(Position annotation records)
.....

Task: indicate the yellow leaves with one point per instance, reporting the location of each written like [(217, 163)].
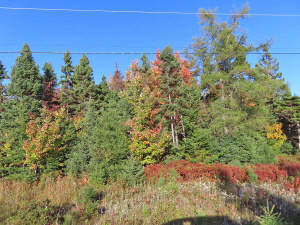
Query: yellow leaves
[(44, 137), (275, 133)]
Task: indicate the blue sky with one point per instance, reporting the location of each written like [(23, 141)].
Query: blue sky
[(45, 31)]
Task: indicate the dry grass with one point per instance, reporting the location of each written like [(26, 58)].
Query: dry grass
[(148, 204)]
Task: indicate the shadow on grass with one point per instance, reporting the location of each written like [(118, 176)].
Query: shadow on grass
[(205, 220), (255, 198)]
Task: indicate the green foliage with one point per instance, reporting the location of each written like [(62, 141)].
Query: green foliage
[(66, 80), (25, 93), (25, 78), (270, 217), (252, 176), (83, 86), (89, 198), (244, 149), (49, 140), (131, 172)]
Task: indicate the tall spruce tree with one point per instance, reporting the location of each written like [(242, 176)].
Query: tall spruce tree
[(25, 94), (50, 98), (116, 81), (171, 82), (3, 76), (83, 86), (235, 93), (26, 80), (66, 80)]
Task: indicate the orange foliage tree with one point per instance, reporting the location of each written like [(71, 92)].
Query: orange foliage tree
[(48, 138)]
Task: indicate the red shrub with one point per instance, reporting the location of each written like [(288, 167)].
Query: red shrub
[(292, 168), (231, 173), (188, 171)]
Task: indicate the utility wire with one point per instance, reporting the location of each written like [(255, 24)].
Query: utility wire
[(145, 12), (139, 53)]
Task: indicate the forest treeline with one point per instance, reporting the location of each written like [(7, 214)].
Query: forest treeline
[(212, 106)]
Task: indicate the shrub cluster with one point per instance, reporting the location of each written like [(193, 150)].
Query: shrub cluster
[(284, 173)]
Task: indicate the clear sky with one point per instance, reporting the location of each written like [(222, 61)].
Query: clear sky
[(45, 31)]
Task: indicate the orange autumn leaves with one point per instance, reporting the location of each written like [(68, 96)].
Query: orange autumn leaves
[(149, 137), (44, 137)]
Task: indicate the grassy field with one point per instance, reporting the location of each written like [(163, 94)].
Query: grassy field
[(66, 200)]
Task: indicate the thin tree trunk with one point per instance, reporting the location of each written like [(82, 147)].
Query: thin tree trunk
[(176, 138), (298, 129), (172, 123), (183, 130), (223, 99)]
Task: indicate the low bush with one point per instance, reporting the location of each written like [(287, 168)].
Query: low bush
[(188, 171)]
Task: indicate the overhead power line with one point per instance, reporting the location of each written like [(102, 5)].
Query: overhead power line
[(137, 53), (145, 12)]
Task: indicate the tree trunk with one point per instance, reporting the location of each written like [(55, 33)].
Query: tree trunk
[(223, 99), (172, 123), (298, 132), (183, 129)]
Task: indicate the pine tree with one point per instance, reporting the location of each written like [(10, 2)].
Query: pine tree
[(268, 65), (171, 81), (83, 86), (3, 76), (116, 81), (287, 111), (66, 80), (26, 79), (236, 94), (50, 96), (25, 94)]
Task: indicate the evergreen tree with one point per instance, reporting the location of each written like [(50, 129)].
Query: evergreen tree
[(116, 81), (236, 95), (66, 80), (268, 65), (26, 79), (103, 141), (287, 111), (83, 86), (3, 76), (50, 98), (25, 94), (171, 82)]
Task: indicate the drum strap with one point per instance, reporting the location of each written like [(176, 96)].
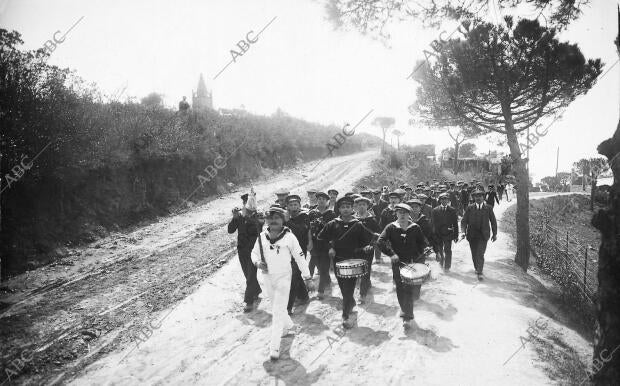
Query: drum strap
[(260, 246)]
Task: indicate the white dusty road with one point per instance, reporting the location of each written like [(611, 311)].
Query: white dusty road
[(468, 333)]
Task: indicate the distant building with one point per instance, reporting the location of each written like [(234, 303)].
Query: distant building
[(202, 98), (233, 112)]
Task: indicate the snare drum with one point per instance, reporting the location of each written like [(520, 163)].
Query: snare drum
[(352, 268), (414, 274)]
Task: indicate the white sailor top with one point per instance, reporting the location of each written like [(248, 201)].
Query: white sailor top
[(279, 251)]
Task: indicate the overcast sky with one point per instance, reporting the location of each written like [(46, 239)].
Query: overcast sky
[(299, 63)]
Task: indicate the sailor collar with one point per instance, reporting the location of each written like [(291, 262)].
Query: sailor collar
[(409, 225), (279, 236)]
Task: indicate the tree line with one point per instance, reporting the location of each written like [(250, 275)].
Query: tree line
[(72, 161)]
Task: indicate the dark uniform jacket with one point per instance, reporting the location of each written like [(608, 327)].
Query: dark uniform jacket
[(475, 222), (371, 224), (300, 225), (455, 198), (318, 221), (430, 201), (247, 229), (347, 238), (464, 197), (387, 216), (490, 197), (445, 222), (425, 226), (407, 243), (378, 208), (427, 211)]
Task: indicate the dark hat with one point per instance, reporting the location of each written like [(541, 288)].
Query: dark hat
[(403, 206), (293, 197), (277, 210), (415, 201), (322, 194), (344, 199), (363, 199)]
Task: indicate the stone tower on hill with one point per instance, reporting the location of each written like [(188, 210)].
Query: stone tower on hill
[(202, 98)]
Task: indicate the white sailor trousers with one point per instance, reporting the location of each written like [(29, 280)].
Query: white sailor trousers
[(278, 286)]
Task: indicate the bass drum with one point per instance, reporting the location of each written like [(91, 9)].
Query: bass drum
[(352, 268), (414, 274)]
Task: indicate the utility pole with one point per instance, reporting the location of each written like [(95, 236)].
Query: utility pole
[(527, 163), (557, 161)]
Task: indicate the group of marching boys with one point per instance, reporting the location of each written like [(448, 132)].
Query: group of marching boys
[(402, 224)]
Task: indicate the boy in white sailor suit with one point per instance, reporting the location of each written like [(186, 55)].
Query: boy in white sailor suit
[(272, 254)]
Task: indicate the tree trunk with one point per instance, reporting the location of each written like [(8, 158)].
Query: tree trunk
[(606, 367), (456, 158), (583, 179), (592, 189), (522, 257), (607, 221), (383, 143)]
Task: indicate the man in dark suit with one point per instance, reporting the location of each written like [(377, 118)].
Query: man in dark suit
[(475, 226), (446, 229)]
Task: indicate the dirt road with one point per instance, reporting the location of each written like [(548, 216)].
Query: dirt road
[(468, 333), (66, 316)]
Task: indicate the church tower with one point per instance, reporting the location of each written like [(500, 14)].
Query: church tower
[(202, 98)]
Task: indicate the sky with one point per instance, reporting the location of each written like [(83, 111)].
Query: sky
[(300, 63)]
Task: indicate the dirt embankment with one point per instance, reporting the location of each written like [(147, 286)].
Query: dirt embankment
[(568, 213), (105, 295)]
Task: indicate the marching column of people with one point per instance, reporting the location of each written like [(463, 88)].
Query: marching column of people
[(405, 224)]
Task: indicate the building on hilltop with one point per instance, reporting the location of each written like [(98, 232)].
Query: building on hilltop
[(202, 98)]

.....

● What to produce
Copy every line of the data exactly as written, excluding the pictures.

● Exercise response
Task: indicate the yellow leaves with one point per instance, reporting the location of each written like [(217, 163)].
Query: yellow leaves
[(44, 137), (275, 133)]
Task: indicate the blue sky with one point per instance, reporting the location of each written like [(23, 141)].
Query: blue sky
[(45, 31)]
Task: indicate the dry grass with one point per instance, reporting the location of each written like [(26, 58)].
Query: dry grass
[(148, 204)]
Task: indicate the shadow on grass with one point per instance, reporting the location of each written like [(118, 176)].
Query: shadow on grass
[(205, 220), (255, 198)]
Task: indicate the green foliage with one point per instance, reporting the location of each written like [(62, 141)].
Query: green foliage
[(66, 80), (25, 93), (25, 78), (270, 217), (252, 176), (83, 86), (89, 198), (244, 149), (49, 140), (131, 172)]
Task: indicate the tall spruce tree with one point per instance, reporting the location of each written like [(242, 176)].
Query: tall spruce tree
[(25, 94), (50, 98), (116, 81), (171, 82), (3, 76), (83, 86), (235, 93), (26, 80), (66, 80)]
Task: indicate the orange foliage tree with one point per instance, reporting the location of each written like [(71, 92)].
Query: orange foliage tree
[(48, 138)]
Task: indicate the red shrub with one point per instance, reporting the location of each written like [(288, 167)].
Query: red shrub
[(292, 168), (231, 173), (188, 171)]
Task: indicate the utility wire with one point per instance, reporting the location of each written like [(255, 24)].
Query: utility wire
[(145, 12), (139, 53)]
Task: indicate the forest treeline with one point per instance, reporting the location of each written like [(7, 214)].
Query: forest treeline
[(212, 106)]
Task: indicate the shrub cluster with one point per instance, reporting the location of each written like [(193, 150)].
Query: shrub cluster
[(284, 173)]
Task: indicate the clear sky with one point per instance, reporting the location of each written like [(222, 61)].
Query: clear sky
[(45, 31)]
Task: indicate the orange autumn leaves with one point per instance, reporting the location of each written like [(68, 96)].
Query: orange autumn leaves
[(149, 137), (44, 137)]
Task: indicate the grassy field with one point per instance, reporting the location of each written like [(163, 94)].
Query: grassy field
[(66, 200)]
Task: indicate the thin tree trunk with one point per instance, reporting the location of each written like [(82, 147)].
Query: thin tree trunk
[(176, 138), (298, 129), (172, 123), (183, 130), (223, 99)]
Task: indicate the low bush with one point per instance, reporting the location of each written like [(287, 168)].
Query: low bush
[(188, 171)]
Task: indicate the overhead power line with one point per instance, reporting the location of each written like [(102, 5)].
Query: overhead power line
[(137, 53), (145, 12)]
Task: indicate the tree trunk with one point per instance, reporting the location of each written like [(55, 33)].
Query: tree trunk
[(223, 99), (172, 123), (298, 132), (183, 129)]
Task: indicate the pine tree with one point per instance, reporting the location of each written like [(10, 2)].
Query: pine tree
[(268, 65), (171, 81), (83, 86), (3, 76), (116, 81), (287, 111), (66, 80), (26, 79), (236, 94), (50, 96), (25, 94)]
Task: indicate the evergreen tree with one point per instance, reporting the location of each written like [(50, 129)].
Query: evergreen tree
[(116, 81), (236, 95), (66, 80), (268, 65), (26, 79), (103, 141), (287, 111), (83, 86), (3, 76), (50, 98), (25, 94), (171, 82)]
Task: indicate the drum strap with one point per instance, reporting the location of each written like [(176, 96)].
Query: drum strap
[(260, 246)]
Task: indicate the white dusty road with one point per instance, reporting the location of each written like [(611, 311)].
Query: white dusty road
[(468, 333)]
Task: indicate the distant building with one point per instance, reporting the location of each written like [(234, 303)].
Query: distant building
[(202, 98), (233, 112)]
Task: indicate the snare drum with one point per instance, reporting the location of each written like [(520, 163)].
Query: snare drum
[(352, 268), (414, 274)]
Task: indicate the white sailor top with one point per instance, reporting the location of each written like [(248, 201)].
Query: white sailor top
[(279, 251)]
Task: indicate the overcast sky with one point per instance, reporting the location of each written like [(46, 239)].
Query: overcast sky
[(299, 63)]
Task: indicate the sailor collar with one point per instance, reporting the location of each written like [(291, 262)].
Query: sailor collar
[(409, 225), (279, 236)]
Task: indicate the tree line with one point per instance, reporting the location of each written like [(250, 275)].
Query: tree line
[(72, 161)]
Task: indicate the dark uniform jacket with one point per instance, reporting the location of each written like [(608, 327)].
Query: dark uniform jacket
[(475, 222), (371, 224), (300, 225), (455, 198), (318, 221), (430, 201), (247, 229), (347, 238), (464, 197), (387, 216), (490, 197), (445, 222), (425, 226), (407, 243), (378, 208), (427, 211)]
Task: indicate the dark hat with one point per instance, reporting the location of each written like [(541, 288)].
Query: dark hat
[(403, 206), (293, 197), (277, 210), (415, 201), (322, 194), (344, 199), (363, 199)]
Task: indicate the stone tower on hill with one point per instance, reporting the location of each written like [(188, 210)].
Query: stone tower on hill
[(202, 98)]
Task: indicate the white sailor trousers with one point per instance, reporting the location of each written like [(29, 280)].
Query: white sailor trousers
[(278, 286)]
Task: indicate the bass drum with one point per instance, reporting the location of each written like [(91, 9)].
Query: bass drum
[(352, 268), (414, 274)]
Task: indicate the utility pole with one point per instance, reporting the location of each written like [(95, 236)].
Query: utility pole
[(527, 163), (557, 161)]
Task: indicate the group of marching boys with one point per instance, reporting the location of each written like [(448, 132)].
Query: group of marching boys
[(402, 224)]
Task: indicate the boy in white sailor suit with one point per instance, reporting the location of each written like [(186, 55)].
Query: boy in white sailor suit
[(272, 254)]
Task: indicate the tree trunk with one point per instance, reporting the location of each written like [(8, 158)].
Query: tree trunk
[(606, 367), (456, 158), (583, 179), (592, 189), (522, 257), (607, 221), (383, 143)]
Task: indicate the man in dark suit with one point per instance, reporting the location of each written like [(377, 118)].
Query: man in dark suit
[(475, 226), (446, 229)]
Task: indicate the dirt road with one point per instance, reporting the location of each written like [(548, 216)].
Query: dirt road
[(468, 333), (66, 316)]
Task: indicate the church tower with one point per instance, reporting the location of each written like [(500, 14)].
Query: church tower
[(202, 98)]
Task: indicate the sky with one point per instance, reporting the location of each written like [(83, 111)].
Query: sky
[(300, 63)]
Task: indicate the dirt embankment with one point per instance, reporting the location of each written like [(147, 286)].
Query: dirt embankment
[(568, 213), (105, 295)]
Task: indicate the marching column of people with one point per instance, reporting the location of each written like [(463, 88)].
Query: marching column of people
[(405, 224)]
Task: indicate the building on hilltop with one point per instance, reporting the location of each written like [(98, 232)].
Query: building on hilltop
[(202, 98)]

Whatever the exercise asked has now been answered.